-------- Dataset content

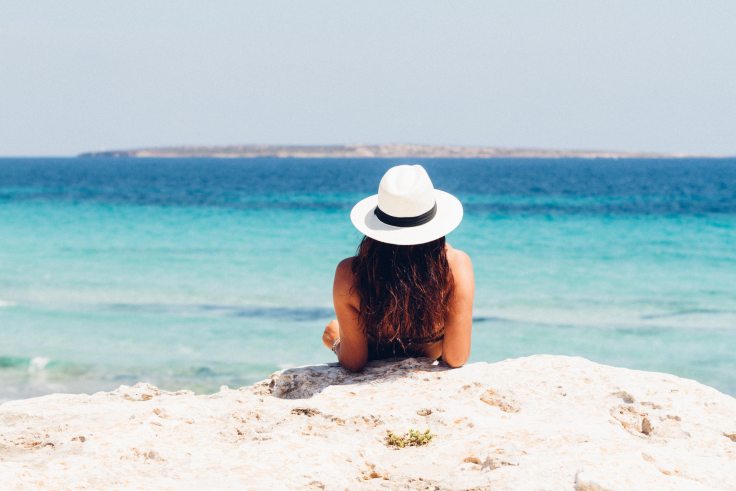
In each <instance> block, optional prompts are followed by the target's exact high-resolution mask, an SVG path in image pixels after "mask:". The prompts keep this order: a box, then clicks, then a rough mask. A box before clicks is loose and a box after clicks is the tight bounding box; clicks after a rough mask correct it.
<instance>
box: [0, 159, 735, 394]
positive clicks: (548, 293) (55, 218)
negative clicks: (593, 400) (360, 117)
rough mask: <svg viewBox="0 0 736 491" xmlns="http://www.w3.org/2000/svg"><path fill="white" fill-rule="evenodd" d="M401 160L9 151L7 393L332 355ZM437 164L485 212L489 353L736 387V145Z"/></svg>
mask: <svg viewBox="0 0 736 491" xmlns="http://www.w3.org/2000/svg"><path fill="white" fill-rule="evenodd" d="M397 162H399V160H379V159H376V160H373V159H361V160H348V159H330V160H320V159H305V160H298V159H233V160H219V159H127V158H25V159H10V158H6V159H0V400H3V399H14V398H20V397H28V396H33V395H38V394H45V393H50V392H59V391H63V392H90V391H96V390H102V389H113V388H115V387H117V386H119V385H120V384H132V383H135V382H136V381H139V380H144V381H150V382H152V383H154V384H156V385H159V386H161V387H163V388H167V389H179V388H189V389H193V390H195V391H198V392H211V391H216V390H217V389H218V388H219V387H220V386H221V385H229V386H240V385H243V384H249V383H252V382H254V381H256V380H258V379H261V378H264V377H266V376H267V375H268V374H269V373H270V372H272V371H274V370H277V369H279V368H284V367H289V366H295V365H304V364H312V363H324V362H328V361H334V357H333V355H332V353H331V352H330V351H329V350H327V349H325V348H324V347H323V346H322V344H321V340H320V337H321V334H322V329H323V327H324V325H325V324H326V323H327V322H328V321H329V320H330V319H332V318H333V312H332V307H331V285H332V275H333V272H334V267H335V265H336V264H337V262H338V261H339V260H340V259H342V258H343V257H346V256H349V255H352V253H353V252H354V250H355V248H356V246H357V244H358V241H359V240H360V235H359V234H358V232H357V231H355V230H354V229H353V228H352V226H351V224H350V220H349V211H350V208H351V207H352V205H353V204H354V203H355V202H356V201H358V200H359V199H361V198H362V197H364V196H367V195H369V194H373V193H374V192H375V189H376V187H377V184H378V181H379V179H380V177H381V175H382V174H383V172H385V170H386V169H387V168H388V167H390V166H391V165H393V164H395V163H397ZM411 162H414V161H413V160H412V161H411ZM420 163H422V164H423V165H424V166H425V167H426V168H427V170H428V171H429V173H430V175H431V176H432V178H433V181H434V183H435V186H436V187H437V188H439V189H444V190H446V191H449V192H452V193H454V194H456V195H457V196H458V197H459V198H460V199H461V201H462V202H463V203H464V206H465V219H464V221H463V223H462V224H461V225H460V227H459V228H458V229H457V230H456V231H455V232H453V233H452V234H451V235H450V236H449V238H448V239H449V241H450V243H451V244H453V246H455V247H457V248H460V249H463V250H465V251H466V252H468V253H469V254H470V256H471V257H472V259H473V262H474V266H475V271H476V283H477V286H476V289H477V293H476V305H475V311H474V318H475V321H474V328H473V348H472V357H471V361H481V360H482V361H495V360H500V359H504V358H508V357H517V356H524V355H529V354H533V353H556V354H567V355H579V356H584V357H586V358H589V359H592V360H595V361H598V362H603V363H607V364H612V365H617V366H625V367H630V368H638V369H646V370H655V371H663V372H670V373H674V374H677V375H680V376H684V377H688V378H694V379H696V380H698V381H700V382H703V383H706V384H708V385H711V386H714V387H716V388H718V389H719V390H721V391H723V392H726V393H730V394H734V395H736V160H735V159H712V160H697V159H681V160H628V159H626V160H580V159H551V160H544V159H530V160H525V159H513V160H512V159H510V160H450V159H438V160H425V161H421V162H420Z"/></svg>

----------------

Instruction: Return, in full, each line above that contains the string "instance".

Worked solution:
In each <instance> block, optional prompts are followed by the target's exact high-resolution mask, an SVG path in image pixels after "mask:". The prompts keep this order: a box, then clicks, then a rough mask. A box before clicks is loose and a box after clicks is the tight bounding box; clicks after a rough mask correct it.
<instance>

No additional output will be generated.